**What to produce:** Every line below that holds the word "positive" must be listed.

┌─ Records for this task

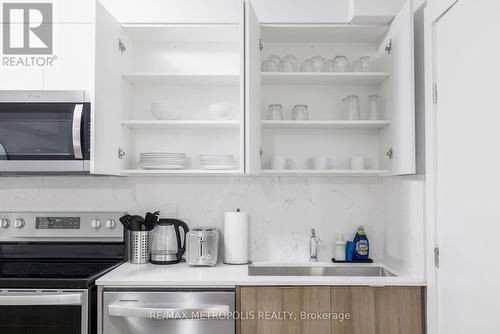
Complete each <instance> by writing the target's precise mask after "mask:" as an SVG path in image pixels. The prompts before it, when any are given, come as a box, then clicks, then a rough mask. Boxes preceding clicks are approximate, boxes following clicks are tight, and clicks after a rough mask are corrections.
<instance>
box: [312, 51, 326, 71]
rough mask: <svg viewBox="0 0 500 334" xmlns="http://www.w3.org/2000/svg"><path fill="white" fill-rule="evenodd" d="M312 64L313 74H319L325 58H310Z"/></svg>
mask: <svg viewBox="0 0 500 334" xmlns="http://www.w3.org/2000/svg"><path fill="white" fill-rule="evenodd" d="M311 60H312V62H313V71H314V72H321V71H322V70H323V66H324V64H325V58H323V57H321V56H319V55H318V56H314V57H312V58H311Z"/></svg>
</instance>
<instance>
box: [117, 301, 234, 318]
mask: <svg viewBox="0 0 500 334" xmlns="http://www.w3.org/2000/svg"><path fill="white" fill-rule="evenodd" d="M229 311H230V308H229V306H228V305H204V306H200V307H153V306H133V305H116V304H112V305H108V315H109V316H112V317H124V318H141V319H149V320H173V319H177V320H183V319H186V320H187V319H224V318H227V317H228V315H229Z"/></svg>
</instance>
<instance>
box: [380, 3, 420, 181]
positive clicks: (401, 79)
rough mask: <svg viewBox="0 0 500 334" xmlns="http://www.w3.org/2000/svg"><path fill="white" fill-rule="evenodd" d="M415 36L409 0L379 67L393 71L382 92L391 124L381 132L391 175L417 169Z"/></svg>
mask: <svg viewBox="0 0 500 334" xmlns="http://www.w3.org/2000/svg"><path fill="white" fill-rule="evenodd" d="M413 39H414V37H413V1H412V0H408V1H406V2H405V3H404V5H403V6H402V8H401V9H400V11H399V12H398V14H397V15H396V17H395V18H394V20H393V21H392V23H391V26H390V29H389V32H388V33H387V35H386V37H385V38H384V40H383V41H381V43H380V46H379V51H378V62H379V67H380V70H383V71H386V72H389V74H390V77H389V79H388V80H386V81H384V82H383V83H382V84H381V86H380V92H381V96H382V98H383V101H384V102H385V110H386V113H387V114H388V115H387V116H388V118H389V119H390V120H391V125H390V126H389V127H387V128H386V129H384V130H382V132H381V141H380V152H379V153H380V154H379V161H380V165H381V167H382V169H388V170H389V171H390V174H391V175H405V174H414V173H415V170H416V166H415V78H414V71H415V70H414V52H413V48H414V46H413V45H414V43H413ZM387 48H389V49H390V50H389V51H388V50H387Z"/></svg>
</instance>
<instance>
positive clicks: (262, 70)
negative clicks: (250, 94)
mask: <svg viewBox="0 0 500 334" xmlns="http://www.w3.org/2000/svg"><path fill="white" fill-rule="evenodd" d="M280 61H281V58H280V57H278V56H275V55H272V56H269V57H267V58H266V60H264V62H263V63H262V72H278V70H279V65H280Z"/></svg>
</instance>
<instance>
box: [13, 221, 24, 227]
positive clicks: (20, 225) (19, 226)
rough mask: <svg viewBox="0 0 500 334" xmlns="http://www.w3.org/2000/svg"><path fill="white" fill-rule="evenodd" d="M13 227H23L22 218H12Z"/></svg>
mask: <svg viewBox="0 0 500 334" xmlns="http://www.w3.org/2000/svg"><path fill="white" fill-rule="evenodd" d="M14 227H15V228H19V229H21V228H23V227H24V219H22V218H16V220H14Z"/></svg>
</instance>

└─

**Solution:**
positive clicks: (401, 79)
positive clicks: (262, 70)
positive clicks: (20, 225) (19, 226)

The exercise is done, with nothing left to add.